> _Requirements_
Copy out every line of the items below that contains the string "field". Case counts, so a line matches only when the capitalization agrees.

> _Dataset_
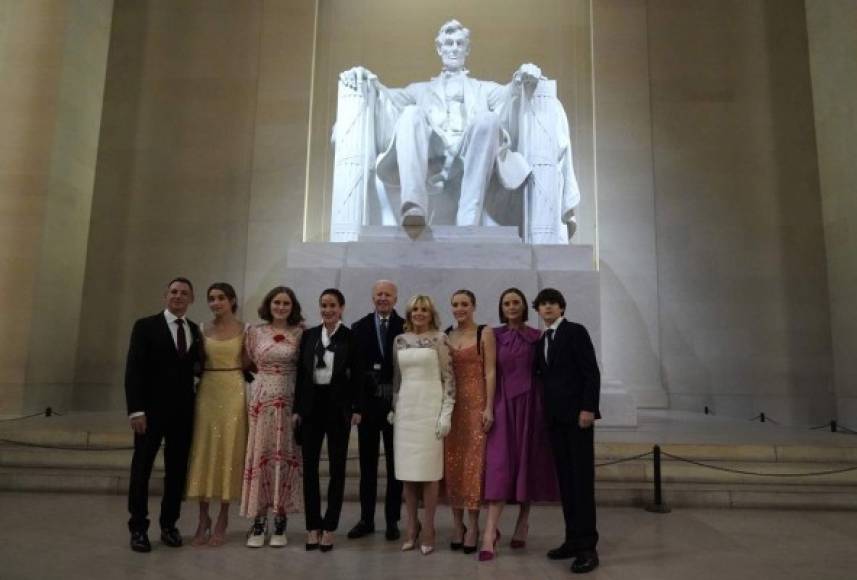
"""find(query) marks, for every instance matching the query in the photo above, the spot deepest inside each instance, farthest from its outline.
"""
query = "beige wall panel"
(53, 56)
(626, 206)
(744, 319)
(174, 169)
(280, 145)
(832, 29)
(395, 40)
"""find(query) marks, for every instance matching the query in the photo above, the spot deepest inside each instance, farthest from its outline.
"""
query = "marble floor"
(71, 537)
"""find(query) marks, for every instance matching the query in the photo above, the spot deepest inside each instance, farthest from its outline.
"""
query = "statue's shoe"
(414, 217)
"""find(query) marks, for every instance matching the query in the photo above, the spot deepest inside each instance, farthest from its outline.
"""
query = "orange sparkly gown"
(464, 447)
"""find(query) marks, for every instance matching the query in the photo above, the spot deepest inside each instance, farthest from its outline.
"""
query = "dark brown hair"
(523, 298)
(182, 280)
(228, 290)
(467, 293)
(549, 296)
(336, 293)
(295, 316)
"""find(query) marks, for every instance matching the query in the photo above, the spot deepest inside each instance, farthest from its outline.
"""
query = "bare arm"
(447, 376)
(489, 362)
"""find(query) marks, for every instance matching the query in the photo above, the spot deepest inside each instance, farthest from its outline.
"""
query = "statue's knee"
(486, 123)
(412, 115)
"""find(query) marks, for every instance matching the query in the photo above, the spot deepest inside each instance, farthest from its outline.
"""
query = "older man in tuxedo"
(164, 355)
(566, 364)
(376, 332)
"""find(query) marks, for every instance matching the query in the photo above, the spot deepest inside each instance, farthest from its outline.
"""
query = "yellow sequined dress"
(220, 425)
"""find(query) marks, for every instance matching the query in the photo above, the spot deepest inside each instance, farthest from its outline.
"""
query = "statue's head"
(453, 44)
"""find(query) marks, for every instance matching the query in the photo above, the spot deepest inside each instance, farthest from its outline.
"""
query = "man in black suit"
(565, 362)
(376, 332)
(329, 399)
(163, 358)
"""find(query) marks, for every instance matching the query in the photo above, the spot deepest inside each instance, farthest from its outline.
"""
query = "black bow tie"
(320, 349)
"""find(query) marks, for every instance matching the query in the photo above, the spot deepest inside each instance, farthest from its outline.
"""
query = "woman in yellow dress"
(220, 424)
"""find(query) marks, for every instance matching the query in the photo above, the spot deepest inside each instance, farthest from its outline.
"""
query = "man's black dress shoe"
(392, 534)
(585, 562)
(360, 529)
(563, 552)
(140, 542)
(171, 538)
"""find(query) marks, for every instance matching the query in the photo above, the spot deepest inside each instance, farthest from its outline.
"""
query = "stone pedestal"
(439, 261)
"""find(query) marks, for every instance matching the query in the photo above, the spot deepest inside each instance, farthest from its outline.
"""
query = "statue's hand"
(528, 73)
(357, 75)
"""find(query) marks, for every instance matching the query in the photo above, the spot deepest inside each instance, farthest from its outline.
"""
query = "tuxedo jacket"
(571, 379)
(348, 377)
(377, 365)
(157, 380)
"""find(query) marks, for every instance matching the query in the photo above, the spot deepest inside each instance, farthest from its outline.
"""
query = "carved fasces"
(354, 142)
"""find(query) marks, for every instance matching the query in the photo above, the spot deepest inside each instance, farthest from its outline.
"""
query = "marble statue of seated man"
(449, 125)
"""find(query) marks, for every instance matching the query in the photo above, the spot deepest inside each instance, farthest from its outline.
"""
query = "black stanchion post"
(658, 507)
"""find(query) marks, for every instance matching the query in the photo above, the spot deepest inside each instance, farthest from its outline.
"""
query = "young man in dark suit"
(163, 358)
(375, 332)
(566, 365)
...
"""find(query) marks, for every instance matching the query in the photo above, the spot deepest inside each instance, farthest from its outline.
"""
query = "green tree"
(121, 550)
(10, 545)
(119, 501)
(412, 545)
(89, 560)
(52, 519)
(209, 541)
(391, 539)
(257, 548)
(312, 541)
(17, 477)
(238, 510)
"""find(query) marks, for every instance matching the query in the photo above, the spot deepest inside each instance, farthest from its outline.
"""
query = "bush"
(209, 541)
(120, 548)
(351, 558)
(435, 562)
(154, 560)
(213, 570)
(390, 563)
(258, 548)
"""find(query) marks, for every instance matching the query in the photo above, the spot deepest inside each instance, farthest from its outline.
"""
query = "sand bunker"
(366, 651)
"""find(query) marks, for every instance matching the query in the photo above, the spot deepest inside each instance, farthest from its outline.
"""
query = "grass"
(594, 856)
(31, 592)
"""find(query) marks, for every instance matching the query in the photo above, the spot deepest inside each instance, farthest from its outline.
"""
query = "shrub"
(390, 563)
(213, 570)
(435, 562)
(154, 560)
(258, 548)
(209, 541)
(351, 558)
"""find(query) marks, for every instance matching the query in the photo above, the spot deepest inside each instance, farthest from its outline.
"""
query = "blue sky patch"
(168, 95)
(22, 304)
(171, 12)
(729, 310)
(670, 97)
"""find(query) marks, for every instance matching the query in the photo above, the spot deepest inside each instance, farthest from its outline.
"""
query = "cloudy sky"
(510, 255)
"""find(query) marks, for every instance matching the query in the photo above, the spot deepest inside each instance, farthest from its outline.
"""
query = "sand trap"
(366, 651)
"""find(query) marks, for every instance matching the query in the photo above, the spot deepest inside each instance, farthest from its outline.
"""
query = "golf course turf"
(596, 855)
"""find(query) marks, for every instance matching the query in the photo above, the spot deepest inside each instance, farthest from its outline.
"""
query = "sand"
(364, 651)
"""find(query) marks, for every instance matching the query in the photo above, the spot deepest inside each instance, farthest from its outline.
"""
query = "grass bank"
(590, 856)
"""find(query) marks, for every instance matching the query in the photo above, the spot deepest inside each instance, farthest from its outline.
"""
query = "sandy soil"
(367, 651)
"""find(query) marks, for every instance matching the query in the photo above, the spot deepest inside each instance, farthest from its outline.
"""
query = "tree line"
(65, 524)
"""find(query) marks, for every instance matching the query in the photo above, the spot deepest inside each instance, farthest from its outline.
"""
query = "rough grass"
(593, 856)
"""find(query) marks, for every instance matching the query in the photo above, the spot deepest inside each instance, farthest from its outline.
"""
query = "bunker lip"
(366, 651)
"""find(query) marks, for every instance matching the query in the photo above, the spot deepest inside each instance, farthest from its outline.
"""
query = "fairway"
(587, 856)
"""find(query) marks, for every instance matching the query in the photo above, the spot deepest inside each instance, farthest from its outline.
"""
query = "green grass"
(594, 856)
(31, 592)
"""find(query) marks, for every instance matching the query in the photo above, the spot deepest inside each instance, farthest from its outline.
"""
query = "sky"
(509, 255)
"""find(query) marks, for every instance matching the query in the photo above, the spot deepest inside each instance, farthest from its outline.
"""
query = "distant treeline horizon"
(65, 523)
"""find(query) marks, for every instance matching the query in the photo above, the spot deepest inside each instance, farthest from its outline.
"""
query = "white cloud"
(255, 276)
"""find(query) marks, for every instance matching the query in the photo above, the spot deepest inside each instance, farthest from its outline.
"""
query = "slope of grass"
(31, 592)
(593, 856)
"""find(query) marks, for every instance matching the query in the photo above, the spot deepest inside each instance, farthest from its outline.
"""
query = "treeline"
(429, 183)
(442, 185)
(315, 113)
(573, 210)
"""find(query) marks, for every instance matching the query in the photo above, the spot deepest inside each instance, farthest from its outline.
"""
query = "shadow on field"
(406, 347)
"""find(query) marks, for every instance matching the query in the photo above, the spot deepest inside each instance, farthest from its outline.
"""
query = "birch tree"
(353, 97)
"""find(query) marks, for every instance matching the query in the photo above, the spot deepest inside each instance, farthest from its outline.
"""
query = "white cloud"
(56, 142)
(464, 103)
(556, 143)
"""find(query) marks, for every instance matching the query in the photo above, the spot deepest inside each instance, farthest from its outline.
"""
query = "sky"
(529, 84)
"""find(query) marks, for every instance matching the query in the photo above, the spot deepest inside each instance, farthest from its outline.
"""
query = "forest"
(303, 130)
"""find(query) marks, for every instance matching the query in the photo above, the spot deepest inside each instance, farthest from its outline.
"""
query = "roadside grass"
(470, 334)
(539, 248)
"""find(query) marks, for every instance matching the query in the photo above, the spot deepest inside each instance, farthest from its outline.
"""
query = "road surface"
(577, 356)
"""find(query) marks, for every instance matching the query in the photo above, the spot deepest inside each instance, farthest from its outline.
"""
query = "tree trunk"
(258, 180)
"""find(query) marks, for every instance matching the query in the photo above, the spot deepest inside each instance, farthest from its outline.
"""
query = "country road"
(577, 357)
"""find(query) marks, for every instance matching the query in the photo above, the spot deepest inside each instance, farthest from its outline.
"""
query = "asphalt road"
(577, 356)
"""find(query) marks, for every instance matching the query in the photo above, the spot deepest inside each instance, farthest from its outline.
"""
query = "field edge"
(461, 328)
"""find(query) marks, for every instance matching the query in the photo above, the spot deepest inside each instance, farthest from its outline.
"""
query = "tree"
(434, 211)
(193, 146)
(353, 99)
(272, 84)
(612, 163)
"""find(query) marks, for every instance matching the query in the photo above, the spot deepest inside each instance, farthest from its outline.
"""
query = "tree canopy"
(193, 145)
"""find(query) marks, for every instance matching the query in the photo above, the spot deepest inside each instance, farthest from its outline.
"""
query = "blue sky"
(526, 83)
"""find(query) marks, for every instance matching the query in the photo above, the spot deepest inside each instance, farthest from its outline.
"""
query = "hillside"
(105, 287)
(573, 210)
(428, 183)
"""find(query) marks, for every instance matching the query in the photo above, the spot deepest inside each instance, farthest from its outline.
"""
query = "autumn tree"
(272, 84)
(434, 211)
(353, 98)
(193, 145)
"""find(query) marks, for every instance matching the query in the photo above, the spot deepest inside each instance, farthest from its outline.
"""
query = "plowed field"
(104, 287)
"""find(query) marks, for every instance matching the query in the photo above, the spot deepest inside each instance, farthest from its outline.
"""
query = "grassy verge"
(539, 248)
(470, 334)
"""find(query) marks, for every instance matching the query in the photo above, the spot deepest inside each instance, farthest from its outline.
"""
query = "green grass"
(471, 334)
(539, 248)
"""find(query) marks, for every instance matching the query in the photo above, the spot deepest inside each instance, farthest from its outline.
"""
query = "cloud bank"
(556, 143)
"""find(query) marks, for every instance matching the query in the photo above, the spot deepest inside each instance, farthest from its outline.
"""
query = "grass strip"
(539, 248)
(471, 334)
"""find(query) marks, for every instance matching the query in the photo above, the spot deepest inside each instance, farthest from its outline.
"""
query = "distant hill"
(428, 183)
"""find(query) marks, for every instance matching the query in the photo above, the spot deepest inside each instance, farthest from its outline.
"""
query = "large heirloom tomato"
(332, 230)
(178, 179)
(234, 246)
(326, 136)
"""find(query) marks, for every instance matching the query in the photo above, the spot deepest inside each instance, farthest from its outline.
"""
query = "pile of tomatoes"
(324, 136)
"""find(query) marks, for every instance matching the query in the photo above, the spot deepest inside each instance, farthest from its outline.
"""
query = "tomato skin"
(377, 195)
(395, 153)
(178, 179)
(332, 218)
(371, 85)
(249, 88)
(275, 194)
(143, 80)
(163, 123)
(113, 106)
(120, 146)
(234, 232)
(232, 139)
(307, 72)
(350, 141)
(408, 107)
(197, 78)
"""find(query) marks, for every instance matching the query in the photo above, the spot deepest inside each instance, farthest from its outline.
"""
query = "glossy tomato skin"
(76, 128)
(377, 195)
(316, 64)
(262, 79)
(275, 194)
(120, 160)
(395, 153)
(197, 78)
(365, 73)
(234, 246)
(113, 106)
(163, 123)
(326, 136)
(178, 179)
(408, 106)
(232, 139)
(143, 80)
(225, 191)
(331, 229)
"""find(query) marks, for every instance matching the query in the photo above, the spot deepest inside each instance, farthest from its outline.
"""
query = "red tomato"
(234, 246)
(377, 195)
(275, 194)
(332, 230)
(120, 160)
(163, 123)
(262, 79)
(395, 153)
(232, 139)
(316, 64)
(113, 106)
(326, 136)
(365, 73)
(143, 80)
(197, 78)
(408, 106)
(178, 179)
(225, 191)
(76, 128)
--
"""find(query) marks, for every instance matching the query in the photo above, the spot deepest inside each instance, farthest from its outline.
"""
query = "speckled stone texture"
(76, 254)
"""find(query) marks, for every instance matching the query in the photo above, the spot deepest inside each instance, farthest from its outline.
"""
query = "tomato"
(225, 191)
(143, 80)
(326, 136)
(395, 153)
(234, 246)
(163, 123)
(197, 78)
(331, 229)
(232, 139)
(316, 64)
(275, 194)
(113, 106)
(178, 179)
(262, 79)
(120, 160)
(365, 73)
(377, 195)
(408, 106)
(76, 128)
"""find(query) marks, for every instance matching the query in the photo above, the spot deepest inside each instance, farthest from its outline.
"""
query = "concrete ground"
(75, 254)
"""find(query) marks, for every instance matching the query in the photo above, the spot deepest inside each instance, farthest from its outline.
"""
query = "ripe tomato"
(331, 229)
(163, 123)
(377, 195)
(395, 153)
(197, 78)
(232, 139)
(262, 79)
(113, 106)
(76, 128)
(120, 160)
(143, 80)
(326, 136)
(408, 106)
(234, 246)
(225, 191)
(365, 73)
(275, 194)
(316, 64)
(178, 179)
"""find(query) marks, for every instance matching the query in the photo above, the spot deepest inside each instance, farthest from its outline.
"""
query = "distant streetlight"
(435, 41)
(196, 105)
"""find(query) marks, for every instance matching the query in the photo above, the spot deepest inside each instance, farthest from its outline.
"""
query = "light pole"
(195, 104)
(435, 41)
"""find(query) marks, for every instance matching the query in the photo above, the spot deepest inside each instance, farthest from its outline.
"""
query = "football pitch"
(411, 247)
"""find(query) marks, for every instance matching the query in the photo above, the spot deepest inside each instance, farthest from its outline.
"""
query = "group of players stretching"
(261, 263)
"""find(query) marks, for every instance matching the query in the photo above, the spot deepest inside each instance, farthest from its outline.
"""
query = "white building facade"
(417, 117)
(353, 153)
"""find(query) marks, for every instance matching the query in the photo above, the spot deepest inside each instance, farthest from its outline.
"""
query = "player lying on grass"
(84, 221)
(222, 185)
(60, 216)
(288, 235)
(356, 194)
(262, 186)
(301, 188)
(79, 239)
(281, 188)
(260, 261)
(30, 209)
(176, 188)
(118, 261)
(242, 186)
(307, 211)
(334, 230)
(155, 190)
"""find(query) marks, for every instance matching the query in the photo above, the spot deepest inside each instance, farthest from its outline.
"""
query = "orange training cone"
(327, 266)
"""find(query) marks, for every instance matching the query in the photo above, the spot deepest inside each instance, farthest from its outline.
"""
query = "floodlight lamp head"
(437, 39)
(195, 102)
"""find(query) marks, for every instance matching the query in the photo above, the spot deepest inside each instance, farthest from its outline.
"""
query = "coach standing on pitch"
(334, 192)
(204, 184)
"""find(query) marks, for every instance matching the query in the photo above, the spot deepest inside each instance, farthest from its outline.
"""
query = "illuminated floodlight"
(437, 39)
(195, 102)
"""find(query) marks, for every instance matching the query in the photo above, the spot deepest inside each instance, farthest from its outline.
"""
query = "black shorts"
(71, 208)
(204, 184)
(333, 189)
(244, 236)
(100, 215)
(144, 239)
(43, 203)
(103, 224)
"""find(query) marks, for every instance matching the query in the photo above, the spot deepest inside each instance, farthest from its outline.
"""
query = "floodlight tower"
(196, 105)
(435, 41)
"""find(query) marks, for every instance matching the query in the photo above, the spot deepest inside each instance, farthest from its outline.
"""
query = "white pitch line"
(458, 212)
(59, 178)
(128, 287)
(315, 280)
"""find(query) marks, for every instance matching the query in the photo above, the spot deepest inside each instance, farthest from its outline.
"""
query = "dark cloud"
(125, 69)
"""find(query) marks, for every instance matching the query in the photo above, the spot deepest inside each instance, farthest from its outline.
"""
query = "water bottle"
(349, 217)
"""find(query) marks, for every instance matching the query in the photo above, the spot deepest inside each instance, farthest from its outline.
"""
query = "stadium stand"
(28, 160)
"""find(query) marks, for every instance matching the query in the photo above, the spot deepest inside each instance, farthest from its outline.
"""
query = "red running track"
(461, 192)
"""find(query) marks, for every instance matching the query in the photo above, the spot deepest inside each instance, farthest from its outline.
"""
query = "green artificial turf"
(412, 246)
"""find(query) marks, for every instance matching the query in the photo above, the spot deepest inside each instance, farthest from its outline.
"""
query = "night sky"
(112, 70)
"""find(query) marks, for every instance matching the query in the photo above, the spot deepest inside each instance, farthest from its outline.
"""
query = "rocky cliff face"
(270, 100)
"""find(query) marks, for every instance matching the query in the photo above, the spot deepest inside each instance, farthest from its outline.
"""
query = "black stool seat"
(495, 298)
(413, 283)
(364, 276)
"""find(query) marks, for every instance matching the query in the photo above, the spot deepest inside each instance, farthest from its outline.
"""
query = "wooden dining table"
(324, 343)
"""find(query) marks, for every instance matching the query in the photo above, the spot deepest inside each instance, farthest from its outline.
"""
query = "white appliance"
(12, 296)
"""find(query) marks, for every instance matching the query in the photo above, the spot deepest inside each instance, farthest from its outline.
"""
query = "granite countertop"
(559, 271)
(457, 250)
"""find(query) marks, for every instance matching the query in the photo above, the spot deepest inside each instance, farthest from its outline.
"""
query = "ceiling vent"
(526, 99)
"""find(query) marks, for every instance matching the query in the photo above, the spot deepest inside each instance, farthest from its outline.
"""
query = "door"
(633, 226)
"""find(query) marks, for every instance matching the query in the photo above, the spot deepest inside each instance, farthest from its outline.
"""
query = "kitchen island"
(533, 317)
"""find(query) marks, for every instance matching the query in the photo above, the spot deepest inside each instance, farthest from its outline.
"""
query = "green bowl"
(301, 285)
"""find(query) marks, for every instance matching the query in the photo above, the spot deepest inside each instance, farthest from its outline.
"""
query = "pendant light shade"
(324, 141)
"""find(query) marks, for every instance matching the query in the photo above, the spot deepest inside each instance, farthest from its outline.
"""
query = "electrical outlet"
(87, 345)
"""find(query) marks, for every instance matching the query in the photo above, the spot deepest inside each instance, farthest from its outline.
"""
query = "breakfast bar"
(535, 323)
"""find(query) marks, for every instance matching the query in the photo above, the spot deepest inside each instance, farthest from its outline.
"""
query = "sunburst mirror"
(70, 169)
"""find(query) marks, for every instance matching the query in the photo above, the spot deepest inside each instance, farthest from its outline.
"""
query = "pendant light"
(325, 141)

> _Answer to this task_
query = "shadow on field"
query = "field edge"
query = "plowed field"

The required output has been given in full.